[Opening DATA FOR THE TASK section]
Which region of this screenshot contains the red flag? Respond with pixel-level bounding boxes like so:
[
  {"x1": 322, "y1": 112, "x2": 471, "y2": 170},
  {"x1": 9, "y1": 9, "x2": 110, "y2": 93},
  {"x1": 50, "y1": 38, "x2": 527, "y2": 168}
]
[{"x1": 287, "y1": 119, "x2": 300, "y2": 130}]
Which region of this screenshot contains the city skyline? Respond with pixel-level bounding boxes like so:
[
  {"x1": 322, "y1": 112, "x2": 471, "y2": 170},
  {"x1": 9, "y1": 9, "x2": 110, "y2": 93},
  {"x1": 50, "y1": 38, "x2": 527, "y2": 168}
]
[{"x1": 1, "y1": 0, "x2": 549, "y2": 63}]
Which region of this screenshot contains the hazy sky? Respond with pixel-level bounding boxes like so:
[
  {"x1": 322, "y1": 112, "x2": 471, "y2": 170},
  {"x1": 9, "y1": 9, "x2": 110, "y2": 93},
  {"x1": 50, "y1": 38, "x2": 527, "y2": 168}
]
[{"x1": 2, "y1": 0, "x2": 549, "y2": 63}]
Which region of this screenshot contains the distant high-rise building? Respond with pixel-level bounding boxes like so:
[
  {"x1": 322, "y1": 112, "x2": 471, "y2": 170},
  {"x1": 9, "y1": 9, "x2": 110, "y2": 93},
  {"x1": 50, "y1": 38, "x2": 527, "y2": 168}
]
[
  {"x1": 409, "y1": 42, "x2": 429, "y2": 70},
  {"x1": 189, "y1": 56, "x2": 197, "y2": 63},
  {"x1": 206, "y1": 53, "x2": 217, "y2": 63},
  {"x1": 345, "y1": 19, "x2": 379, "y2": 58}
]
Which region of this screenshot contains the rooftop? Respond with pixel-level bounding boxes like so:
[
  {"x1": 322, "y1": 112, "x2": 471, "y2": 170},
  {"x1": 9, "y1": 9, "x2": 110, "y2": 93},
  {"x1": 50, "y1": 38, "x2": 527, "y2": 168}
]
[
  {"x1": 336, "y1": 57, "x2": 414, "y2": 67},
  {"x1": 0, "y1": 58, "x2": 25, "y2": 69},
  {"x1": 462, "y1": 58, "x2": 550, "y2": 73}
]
[Closing DATA FOR THE TASK section]
__TASK DIRECTIONS__.
Read the lines above. Gather those in which the string "this" is found.

__WORKED SOLUTION__.
Which region of this screenshot contains the red flag? Respond with pixel-level bounding boxes like so:
Which region of this screenshot contains the city skyline? Respond with pixel-level bounding boxes like so:
Which region of this screenshot contains the hazy sky? Respond with pixel-level bounding boxes like so:
Which region of this screenshot contains the distant high-rise building? Respond with pixel-level bounding boxes like so:
Which region of this screenshot contains the rooftop? Respond with pixel-level bounding boxes like so:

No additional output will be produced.